Tuesday, February 24, 2015

MOM was right and that is all that matters!

"Got to Give It Up" and "Blurred Lines", yea it's a big court case now, but what I wanna tell you is... the first time I heard "Blurred Lines" I told my family, "They ripped off Marvin Gaye!"

My family all said, "NO WAY. Which song?"

They then listened over and over to ole Marvin's song and then proceeded to tell me I was crazy. They even went so far as to call me old and to make fun of how I think people look alike and can't remember my own husband's name sometimes just because ONCE I texted a women I work with and asked her the name of the cat in the book we read in library that day in school. She told me she sat there looking at the text and just started laughing hysterically. Her boyfriend was like, "What the hell is wrong with you?" And she said to him as she texts me, "The cat's name is Pete. Isn't that your husband's name?" 

So I run through every child and grandchild's name until I get to the one I am calling.
______
* Exercise aim
According to the blog post, what was the name of the cat in the book read in the library that day? The listing that comes next isn't needed.

* Data excerpt
______
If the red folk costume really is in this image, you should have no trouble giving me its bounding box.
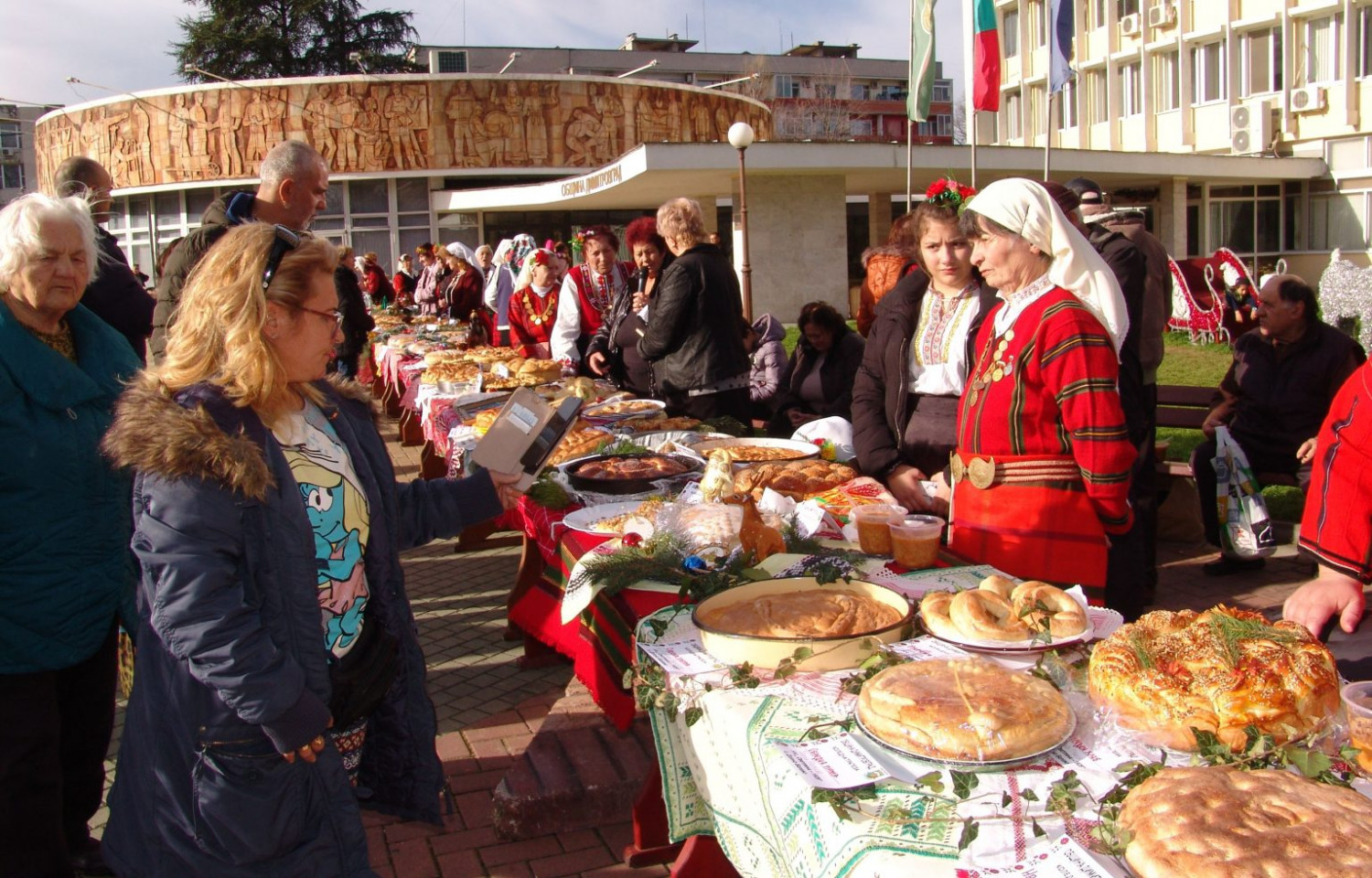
[949,180,1136,604]
[1301,361,1372,584]
[509,284,559,359]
______
* Complete output
Pete